Okuma Parçası
· · · · · · ·

4 Mart 2010 Perşembe

galata'dan at beni, in aşağı tut beni




mart ayındayız, bahar geldi ama içimize girmeye çekiniyor biraz. uzaktan seyrediyor olmalı. şimdilik arada uğrayan lodoslarla idare ediyoruz. her mevsimin, her ayın bir şarkısı vardır bende. hatta bir sesi... müzik... aslında ben ona ritm diyorum, her şeyin içinde olan o ses.

bugün Beyazıd dan başlayıp istiklalden çıktım. ayaklarım hala sızlıyor. kediler gibiydim, köşe bucakları koklayan, kendine malzeme arayan... galata köprüsünde aşağıya sarkıtılan oltalardan çırpınan balıkları seyrettim yine. gidip gelen vapurları. koşuşturan bir şehir. aslında yeni hastalığım galata kulesinin dibindeki çay bahçesi. yaz kış bahçesi açık. önünde dikilen ipiri bir yapı. hatta Karaköy'den yukarıya tırmanırken daha bir sokaktan karşına çıkıyor gulyabani gibi. tüm sokak başını tutmuş. yukarıda çektiğim bir fotoğrafı var haşmetlinin.

geçen yıl doğum günümde, bir arkadaşım seni Galata'ya çıkaracağım dedi. yükseklik korkumu bir tarafa bırakıp bir hevesle kabul ettim. daha evvel girdiğim kulenin balkonuna hiç çıkmamıştım. marttı, ve çok soğuk esiyordu. hava gri... balkona çıktık... tanrım! bu muhteşem bir şeydi. avuçlarımın içi terledi, sonra ayaklarım uyuştu, gözlerim yandı. geriye çekilip duvara yaslandım, derin nefesler aldım. arkadaşım solgun yüzümü görünce görevlinin de uyarısıyla içeri girdik. ama her şeyi hatırlıyorum. kuyu,kule metaforum o manzara sayesinde oluşmuştur.

galata kulesinin manzarası şöyle: tüm İstanbul'u içine alan bir bakış. en derin yeri kız kulesiyle ve galata köprüsüyle olan açısı. bunlar birer haberleşme köprüsü gibi. galata'dan havalanan martılar kız kulesine uçuyor. aralarında bir şey var, biliyorum. İstanbul'dan saklıyor olabilirler bunu. fakat tüm bu manzara şöleninin içinde derin bir yokluk vardı. o da galata kulesinin manzaradaki eksikliği. evet, galata kulesinden İstanbul'u seyredeyim derseniz, bilin ki en önemli manzarasını gözden çıkarmışsınız demektir.

· · · · · · ·

Yönerge
Galata Kulesi ve manzarası üzerine yazılmış metni, son cümlesinden sonra aynı üslupla sürdürün.

· · · · · · ·

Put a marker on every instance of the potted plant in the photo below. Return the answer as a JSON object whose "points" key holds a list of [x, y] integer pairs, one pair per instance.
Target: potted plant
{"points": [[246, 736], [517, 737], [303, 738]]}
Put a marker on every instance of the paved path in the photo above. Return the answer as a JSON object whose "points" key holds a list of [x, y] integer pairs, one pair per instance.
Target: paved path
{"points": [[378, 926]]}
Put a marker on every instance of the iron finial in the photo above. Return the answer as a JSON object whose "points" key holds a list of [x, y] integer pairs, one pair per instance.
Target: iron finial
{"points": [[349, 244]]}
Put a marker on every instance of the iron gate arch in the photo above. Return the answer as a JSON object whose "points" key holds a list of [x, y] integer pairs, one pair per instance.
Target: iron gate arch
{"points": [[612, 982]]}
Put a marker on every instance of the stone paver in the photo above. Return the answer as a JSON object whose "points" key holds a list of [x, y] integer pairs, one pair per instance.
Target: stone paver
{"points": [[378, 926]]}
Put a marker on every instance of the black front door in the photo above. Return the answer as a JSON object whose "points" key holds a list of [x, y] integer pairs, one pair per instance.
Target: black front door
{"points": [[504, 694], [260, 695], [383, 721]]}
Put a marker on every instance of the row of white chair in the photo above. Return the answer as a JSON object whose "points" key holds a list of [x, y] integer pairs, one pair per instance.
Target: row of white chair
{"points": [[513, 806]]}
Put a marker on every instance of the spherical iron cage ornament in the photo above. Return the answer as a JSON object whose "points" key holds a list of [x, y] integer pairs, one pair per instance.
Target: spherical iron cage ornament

· · · · · · ·

Görevin Sonucu
birinin anlattığı hikayeyi hatırlamıştım. bir adam sürekli büyük bir mimari yapıda vaktini geçirir, yemeğini, içkisini orada içermiş. bir gün sormuşlar ona, burayı çok seviyorsunuz herhalde, tüm vaktiniz burada geçiyor. adam cevap vermiş: bilakis, burayı hiç sevmiyorum, o kadar çirkin bir mimarisi var ki... sırf şehri bozan dış görüntüsünü görmemek için içine giriyorum. -buna benzer bir hikayeydi, tam cümleleriyle anlatamasam da... -

galata kulesi de bu hikaye gibi işte. içindeyken İstanbul manzarası hep eksik... elbette çok hüzünlü öyküleri de var. ümit yaşar oğuzcan'ın oğlu bu kuleden kendini atarak, 15 yaşında intihar etmiştir mesela. şairin bu intihar için bir de "galata kulesi" şiiri vardır.

kulenin dibindeki çay bahçesinin tek manzarası başını kaldırıp bakabileceğin kadar duvar yığını, kuleye dair. ama bildiğiniz bir şey var, o duvarlar tüm İstanbul'un ruhunu içine çekiyor her gün.

komik bir şey anlatayım :) balık pazarından geçeyim dedim. satıcılardan biri, yüzüme bakıp, abla hamsi de var, hamsi de diye bağırdı. içimden dedim ki, bu burun beni her yerde ele veriyor. mıknatıs gibi çekiyor hamsileri :)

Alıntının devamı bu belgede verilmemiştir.